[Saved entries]
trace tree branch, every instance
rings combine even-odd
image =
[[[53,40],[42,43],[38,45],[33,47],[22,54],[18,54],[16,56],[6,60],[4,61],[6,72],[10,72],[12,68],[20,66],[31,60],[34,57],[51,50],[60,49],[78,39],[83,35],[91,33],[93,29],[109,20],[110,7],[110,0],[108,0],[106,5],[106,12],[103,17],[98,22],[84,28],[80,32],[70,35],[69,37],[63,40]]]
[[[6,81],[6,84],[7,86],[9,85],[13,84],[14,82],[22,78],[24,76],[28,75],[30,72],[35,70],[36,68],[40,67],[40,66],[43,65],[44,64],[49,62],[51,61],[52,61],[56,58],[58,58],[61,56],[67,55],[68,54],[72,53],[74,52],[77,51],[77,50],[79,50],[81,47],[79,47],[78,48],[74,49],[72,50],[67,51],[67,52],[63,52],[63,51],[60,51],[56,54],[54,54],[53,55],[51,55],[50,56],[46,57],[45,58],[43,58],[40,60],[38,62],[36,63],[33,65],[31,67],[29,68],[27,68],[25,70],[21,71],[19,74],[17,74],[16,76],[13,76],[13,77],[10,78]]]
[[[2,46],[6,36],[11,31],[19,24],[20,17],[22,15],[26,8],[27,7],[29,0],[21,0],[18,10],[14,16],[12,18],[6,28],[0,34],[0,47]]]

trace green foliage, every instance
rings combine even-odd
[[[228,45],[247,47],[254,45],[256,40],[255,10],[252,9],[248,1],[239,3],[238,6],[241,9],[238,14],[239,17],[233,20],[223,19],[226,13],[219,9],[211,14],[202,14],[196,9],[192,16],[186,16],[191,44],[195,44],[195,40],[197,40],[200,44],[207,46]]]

**To do**
Render each line of the records above as a numbered list, leaving out any blank lines.

**Response to this exercise**
1. trace tree branch, every instance
2. rings combine even-odd
3. image =
4. [[[53,40],[42,43],[38,45],[33,47],[22,54],[18,54],[16,56],[6,60],[4,61],[6,72],[10,72],[12,68],[20,66],[31,60],[34,57],[51,50],[60,49],[78,39],[83,35],[91,33],[93,29],[109,20],[110,7],[110,0],[108,0],[106,5],[106,12],[103,17],[98,22],[84,28],[80,32],[70,35],[69,37],[63,40]]]
5. [[[6,81],[6,84],[7,86],[9,85],[13,84],[14,82],[22,78],[24,76],[28,75],[30,72],[35,70],[36,68],[40,67],[40,66],[43,65],[44,64],[49,62],[51,61],[52,61],[56,58],[58,58],[61,56],[67,55],[68,54],[72,53],[74,52],[77,51],[77,50],[79,50],[81,47],[79,47],[78,48],[74,49],[72,50],[67,51],[67,52],[63,52],[63,51],[60,51],[56,54],[54,54],[53,55],[51,55],[50,56],[46,57],[45,58],[43,58],[40,60],[38,62],[36,63],[33,65],[31,67],[29,68],[27,68],[25,70],[21,71],[19,74],[17,74],[16,76],[13,76],[13,77],[10,78]]]
6. [[[2,46],[6,36],[11,31],[19,24],[20,17],[22,15],[26,8],[27,7],[29,0],[21,0],[18,10],[14,16],[12,18],[6,28],[0,34],[0,47]]]
7. trace green foliage, every instance
8. rings combine even-odd
9. [[[228,45],[247,47],[254,45],[256,40],[255,10],[252,9],[248,1],[239,3],[238,6],[241,9],[238,14],[239,17],[233,20],[223,19],[226,13],[219,9],[211,14],[202,14],[196,9],[192,16],[186,16],[191,44],[195,44],[195,40],[197,40],[200,44],[207,46]]]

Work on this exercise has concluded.